● **Given text**
::::::::::

Ehrenreich said the strike would be in the interest of pupils.
“Should the MEC continue in the way he has announced, we will go on strike. That will be a huge blow to the economy,” he said at an ANC and Cosatu press briefing in Salt River on Thursday.
Ehrenreich said the strike would cripple the province’s economy and was something that could be avoided.
“Cosatu members don’t go on strike easily, but we will for the best interests of the children,” he said.
Earlier this year, Grant notified 27 schools across the province that they faced possible closure. The majority are small, rural primary schools.
School governing bodies had been asked to submit their response to the proposed closures, public hearings had been held at each school facing closure and members of the public had been asked to send their submissions to Grant.
Rhoda Bazier, member of the ANC’s provincial executive committee and convener of the ANC’s education subcommittee, said the proposed closures had been “dealt a severe blow” by communities’ opposition.
She said more than 10 000 people had attended the meeting and more than 500 submissions had been made.
Bazier questioned whether the decision to close the schools had already been made.
“As much as we think these public hearings were just a rubber-stamping procedure, we want the MEC to give the public the assurance that he will listen to every single oral submission and read every single written submission before making his decision.
“We also want Grant to indicate whether every single word that people said at these public hearings was properly taken down.”
Bronagh Casey, spokeswoman for Grant, said he would now consider all representations made and submitted. “[Grant] will consider each and every representation made to him… and make his final decisions with restraint and taking into account the interests of all concerned, particularly the children.”
The final decision is expected by the end of September or the beginning of October. The ANC provided the Cape Times with a submission made by Marthinus Giliomee, owner of Bloemendal Farm on which Krombeksrivier NGK Primary, in Heidelberg, is situated.
He wrote that he had provided the land, for free, to the school for 30 years and wanted the school to remain open.
“I’m still willing to do it on the same basis so that the children of my farmworkers and those of surrounding farms are able to attend school in peace,” he said.
“In light of this I ask you to consider the survival of the school.”

::::::::::

● **Requirement 1**
Could you return the passage of the school closures article between "Rhoda Bazier, member" and "making his decision.", inclusive?
● **Requirement 2**
Which lines of the listing contain the string "black"? Treat case as significant.

● **Supplied material**
::::::::::

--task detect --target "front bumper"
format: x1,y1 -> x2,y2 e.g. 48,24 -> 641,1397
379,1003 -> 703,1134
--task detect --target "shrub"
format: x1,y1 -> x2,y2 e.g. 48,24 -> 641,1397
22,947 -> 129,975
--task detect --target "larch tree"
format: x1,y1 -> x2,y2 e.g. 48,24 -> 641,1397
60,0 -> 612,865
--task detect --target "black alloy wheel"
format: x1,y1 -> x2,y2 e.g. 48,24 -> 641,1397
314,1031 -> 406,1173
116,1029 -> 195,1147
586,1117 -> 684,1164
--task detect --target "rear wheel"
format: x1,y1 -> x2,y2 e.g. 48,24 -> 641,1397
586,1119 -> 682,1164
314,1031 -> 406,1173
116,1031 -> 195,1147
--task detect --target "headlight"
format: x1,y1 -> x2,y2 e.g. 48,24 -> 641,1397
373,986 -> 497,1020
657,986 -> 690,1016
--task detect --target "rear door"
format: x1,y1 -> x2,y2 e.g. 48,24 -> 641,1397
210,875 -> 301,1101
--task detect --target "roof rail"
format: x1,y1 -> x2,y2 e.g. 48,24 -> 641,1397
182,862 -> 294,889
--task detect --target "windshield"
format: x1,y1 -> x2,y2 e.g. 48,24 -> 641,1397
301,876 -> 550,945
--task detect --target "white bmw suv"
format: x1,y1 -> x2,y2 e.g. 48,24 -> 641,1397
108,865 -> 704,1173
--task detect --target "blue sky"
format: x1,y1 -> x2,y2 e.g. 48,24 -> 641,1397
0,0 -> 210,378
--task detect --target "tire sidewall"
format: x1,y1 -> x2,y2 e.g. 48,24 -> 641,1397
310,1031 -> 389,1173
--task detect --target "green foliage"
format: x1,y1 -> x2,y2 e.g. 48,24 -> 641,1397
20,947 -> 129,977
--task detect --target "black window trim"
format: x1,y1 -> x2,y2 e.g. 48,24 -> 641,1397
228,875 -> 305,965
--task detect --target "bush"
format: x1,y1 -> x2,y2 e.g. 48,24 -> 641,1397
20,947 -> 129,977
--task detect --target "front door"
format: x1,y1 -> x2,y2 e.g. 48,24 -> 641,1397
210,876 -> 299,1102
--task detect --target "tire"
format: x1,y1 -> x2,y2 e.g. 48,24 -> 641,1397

::::::::::

● **Full answer 1**
Rhoda Bazier, member of the ANC’s provincial executive committee and convener of the ANC’s education subcommittee, said the proposed closures had been “dealt a severe blow” by communities’ opposition.
She said more than 10 000 people had attended the meeting and more than 500 submissions had been made.
Bazier questioned whether the decision to close the schools had already been made.
“As much as we think these public hearings were just a rubber-stamping procedure, we want the MEC to give the public the assurance that he will listen to every single oral submission and read every single written submission before making his decision.

● **Full answer 2**
--task detect --target "black alloy wheel"
--task detect --target "black window trim"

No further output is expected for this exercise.